• **Given passage**
<<<<

Thank you for the thoughtful suggestion! We agree that controlled experiments isolating the effects of the instruction-tuning data corpus would be useful in isolating how various factors within the data impact the final performance of the model. While we were not able to conduct such experiments due to the high computational cost of fine-tuning LLMs, our current works take a first step by analyzing the impact of post-training on three publicly available models (Amber, Llama, and OLMo), each of which underwent a distinct post-training schema. This cross-model comparison highlights general trends and introduces hypotheses we hope future works can explore in more controlled manners.
Our results are also in alignment with an observation made by the very recent work of Springer et. al. [1], which considers the quantity of data seen during the pre-training of the LLM and its instruction-tuned counterpart’s performance. They show that the more tokens an LLM sees during pre-training, the less effective instruction-tuning is on it. In our case, OLMo and Llama, which each saw 15T and 4T tokens of data during pre-training respectively, saw more degradation post fine tuning compared to Amber, which saw ~1.3T tokens during pre-training. We will add a brief discussion of Springer et. al.’s paper as a possible explanation in our final manuscript.
[1] J. M. Springer et. al. Overtrained Language Models Are Harder to Fine-Tune (https://arxiv.org/abs/2503.19206)
Thanks for your response. Most of my concern has been solved. I will raise my score accordingly.

>>>>

• **Dataset records**
<<<<

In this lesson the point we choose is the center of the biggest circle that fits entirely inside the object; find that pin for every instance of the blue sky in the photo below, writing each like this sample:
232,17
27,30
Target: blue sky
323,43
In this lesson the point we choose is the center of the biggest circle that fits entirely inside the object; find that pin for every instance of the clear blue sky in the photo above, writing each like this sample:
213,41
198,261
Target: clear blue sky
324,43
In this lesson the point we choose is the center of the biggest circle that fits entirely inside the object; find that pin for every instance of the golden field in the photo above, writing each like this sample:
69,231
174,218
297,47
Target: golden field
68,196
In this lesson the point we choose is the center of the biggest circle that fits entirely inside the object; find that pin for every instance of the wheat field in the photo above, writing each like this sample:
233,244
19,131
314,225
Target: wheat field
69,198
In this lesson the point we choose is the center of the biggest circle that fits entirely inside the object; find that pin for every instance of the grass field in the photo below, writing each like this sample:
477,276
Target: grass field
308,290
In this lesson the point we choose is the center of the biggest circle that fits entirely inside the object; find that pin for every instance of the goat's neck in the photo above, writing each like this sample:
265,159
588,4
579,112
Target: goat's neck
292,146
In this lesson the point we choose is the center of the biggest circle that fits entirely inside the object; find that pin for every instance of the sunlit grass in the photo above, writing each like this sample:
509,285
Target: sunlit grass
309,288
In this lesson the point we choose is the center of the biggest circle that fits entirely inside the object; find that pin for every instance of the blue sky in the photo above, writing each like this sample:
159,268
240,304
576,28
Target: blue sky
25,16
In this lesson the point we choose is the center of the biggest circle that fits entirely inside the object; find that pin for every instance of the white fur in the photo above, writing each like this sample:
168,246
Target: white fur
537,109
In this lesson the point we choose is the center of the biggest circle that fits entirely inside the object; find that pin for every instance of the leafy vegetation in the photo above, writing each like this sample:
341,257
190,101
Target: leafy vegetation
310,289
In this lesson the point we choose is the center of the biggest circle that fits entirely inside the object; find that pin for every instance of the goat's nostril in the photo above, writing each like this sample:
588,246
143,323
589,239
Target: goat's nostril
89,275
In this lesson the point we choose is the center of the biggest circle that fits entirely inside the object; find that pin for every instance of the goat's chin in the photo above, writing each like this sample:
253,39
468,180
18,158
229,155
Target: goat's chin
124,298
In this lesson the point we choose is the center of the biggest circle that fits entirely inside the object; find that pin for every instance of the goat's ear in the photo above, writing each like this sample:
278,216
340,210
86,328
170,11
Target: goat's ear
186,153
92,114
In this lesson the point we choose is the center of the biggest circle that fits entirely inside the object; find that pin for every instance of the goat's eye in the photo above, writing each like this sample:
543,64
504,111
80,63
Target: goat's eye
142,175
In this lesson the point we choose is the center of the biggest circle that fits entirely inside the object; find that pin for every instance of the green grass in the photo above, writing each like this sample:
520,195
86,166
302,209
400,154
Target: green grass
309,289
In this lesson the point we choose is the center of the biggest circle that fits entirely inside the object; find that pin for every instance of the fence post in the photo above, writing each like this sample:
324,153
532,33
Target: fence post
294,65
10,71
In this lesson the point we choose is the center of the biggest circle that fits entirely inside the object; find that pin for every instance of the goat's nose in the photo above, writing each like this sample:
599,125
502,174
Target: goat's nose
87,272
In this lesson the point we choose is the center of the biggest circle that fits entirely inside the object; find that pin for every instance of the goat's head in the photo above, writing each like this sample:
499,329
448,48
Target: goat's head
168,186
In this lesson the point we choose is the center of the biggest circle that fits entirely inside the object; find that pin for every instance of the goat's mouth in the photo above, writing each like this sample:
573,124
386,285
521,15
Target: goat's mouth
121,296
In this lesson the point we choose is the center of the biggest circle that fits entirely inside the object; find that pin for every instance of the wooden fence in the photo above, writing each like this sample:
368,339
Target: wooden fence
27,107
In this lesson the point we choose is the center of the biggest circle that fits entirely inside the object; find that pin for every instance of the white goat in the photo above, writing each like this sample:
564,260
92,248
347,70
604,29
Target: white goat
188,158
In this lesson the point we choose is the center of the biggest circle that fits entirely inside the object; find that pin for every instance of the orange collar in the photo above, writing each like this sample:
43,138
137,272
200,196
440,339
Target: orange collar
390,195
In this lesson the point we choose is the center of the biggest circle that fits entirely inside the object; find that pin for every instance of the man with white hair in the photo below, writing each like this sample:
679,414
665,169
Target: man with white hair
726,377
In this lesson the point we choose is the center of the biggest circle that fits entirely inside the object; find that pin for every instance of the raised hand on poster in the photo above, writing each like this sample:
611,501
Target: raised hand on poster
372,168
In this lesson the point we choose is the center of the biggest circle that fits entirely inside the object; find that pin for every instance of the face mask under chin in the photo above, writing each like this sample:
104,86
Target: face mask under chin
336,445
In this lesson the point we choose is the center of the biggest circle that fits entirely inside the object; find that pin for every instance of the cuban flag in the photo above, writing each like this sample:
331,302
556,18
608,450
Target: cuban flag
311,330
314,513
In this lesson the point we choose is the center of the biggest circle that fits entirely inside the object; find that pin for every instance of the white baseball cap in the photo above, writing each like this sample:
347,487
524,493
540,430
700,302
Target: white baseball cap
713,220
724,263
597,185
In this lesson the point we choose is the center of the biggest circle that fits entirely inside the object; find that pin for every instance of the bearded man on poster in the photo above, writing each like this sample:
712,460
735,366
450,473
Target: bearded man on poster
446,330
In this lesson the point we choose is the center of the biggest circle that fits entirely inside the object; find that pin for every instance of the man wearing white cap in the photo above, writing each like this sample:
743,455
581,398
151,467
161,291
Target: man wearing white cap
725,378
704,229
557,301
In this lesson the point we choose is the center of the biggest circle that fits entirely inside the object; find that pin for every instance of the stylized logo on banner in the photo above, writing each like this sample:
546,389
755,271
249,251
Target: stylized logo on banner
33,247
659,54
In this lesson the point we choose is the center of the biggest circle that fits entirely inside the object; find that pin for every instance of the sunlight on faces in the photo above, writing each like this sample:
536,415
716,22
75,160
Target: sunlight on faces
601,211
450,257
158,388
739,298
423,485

>>>>

Reproduce word for word the stretch of the review discussion on post-training effects from "Our results are" through "to Fine-Tune (https://arxiv.org/abs/2503.19206)".

Our results are also in alignment with an observation made by the very recent work of Springer et. al. [1], which considers the quantity of data seen during the pre-training of the LLM and its instruction-tuned counterpart’s performance. They show that the more tokens an LLM sees during pre-training, the less effective instruction-tuning is on it. In our case, OLMo and Llama, which each saw 15T and 4T tokens of data during pre-training respectively, saw more degradation post fine tuning compared to Amber, which saw ~1.3T tokens during pre-training. We will add a brief discussion of Springer et. al.’s paper as a possible explanation in our final manuscript.
[1] J. M. Springer et. al. Overtrained Language Models Are Harder to Fine-Tune (https://arxiv.org/abs/2503.19206)